DOCUMENT SECTION
────

Gun Violence

We Have Lost Over a Million and a Half People to Gun Violence

 
 
 

I want to start by saying, protecting people from the epidemic of gun violence is not the same as taking people’s guns. I was advised not to address the issue of gun violence at all, because the powerful gun lobby in our country has shaped and controlled a segment of gun-rights enthusiasts who are vocally confusing the two.

In fact, more than 65% of Americans support common-sense gun legislation. Responsible gun owners understand the importance of legislation that will help curb gun violence.

The 2nd Amendment was beneficial to arming our militias against the British in the 18th Century, but has nothing to do with what will best keep Americans safe in 2019. I point this out as a former corrections officer and a gun owner. Addressing the issue of guns in our country is about having sensible protections for society. This is not too much to expect from our Congress.

────

ENTRIES
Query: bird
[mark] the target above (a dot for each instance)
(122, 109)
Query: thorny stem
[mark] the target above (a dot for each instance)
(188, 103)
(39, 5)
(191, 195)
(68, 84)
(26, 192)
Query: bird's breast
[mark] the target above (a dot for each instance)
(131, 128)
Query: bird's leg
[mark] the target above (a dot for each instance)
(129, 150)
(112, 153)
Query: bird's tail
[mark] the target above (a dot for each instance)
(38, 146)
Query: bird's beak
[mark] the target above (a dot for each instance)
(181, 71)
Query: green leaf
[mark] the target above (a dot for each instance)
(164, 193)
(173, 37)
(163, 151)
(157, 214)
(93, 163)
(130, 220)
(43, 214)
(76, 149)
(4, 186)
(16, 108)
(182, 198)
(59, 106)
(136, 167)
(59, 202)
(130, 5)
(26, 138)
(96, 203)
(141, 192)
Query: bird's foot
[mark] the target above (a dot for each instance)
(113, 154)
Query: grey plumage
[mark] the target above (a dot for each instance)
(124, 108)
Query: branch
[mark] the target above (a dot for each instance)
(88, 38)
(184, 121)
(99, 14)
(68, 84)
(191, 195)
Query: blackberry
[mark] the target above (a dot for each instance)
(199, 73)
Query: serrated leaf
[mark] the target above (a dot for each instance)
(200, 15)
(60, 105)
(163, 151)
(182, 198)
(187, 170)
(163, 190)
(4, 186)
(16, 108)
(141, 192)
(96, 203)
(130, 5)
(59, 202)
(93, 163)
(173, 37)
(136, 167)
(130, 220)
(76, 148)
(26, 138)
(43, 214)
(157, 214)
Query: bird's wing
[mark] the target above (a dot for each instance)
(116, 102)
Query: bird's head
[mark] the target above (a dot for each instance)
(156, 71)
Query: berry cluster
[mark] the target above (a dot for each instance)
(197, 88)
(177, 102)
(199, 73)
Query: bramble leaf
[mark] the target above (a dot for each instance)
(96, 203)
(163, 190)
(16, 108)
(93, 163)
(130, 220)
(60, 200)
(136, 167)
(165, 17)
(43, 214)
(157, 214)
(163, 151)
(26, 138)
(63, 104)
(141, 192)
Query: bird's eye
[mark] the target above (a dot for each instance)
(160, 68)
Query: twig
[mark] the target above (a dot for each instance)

────

DESCRIPTION OF THE TASK
In the gun violence text, copy the passage from "We Have Lost" to "curb gun violence.", swapping "legislation" for "laws". The lines are not needed for this.

FULL OUTPUT
We Have Lost Over a Million and a Half People to Gun Violence

 
 
 

I want to start by saying, protecting people from the epidemic of gun violence is not the same as taking people’s guns. I was advised not to address the issue of gun violence at all, because the powerful gun lobby in our country has shaped and controlled a segment of gun-rights enthusiasts who are vocally confusing the two.

In fact, more than 65% of Americans support common-sense gun laws. Responsible gun owners understand the importance of laws that will help curb gun violence.